### WHAT YOU ARE ASKED TO DO
Type out every line below exactly as it reads.

### DATASET RECORDS
Start of Block

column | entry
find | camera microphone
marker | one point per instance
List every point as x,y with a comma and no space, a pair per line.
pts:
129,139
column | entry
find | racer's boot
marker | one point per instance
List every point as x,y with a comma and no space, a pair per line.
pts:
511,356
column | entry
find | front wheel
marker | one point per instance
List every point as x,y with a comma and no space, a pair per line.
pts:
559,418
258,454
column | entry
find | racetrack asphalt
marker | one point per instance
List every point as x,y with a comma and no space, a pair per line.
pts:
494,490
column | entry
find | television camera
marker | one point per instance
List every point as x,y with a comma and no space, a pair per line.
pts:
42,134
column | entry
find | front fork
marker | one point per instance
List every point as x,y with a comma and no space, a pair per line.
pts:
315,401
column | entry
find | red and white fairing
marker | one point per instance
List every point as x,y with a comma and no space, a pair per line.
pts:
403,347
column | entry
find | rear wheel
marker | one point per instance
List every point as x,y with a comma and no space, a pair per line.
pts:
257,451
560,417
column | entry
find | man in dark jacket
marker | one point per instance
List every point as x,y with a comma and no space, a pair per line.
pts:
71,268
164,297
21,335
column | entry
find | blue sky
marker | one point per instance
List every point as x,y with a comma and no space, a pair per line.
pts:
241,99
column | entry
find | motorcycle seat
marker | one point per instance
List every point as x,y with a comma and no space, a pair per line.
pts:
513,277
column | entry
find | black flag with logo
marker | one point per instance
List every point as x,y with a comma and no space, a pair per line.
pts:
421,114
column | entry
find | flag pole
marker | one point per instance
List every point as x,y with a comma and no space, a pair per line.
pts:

End of Block

### PROBLEM SOLUTION
column | entry
find | camera microphone
marker | one point per instance
List every point as x,y with a comma and no space, a pair per line.
pts:
129,139
column | entry
find | racer's boot
marker | one point per instance
List every point as x,y with a comma and no space, a pair per line.
pts:
511,356
column | entry
find | front wheel
marker | one point per instance
List every point as x,y with a comma and no space, a pair per line.
pts:
559,418
258,454
column | entry
find | racetrack asphalt
marker | one point per instance
List every point as x,y with a comma and no space, a pair per line.
pts:
494,490
column | entry
find | television camera
marker | one point per instance
List every point as x,y with a comma and no space, a pair per line.
pts:
42,134
column | entry
find | front fork
marker | one point per instance
List every point as x,y with a comma and no space, a pair per line.
pts:
315,401
column | entry
find | red and white fairing
marker | one point per instance
List every point as x,y with a comma and no space, a pair per line.
pts:
403,347
column | entry
find | rear wheel
marker | one point per instance
List every point as x,y with a comma and no space, a pair per line.
pts:
257,451
560,417
column | entry
find | man in dark jacket
marker | one point per instance
List every point as x,y with a comma and no space, a pair per line.
pts:
71,268
164,297
21,335
column | entry
find | blue sky
marker | one point per instance
List every point as x,y with a comma and no space, a pair per line.
pts:
241,99
column | entry
find | motorcycle seat
marker | one point per instance
List every point as x,y with a comma and no space, a pair per line.
pts:
513,277
column | entry
find | black flag with logo
marker | one point per instance
List every point as x,y with a comma and no space, a pair per line.
pts:
421,114
column | entry
find | flag pole
marker | one point per instance
List every point as x,y with a comma and no space, a pair per line.
pts:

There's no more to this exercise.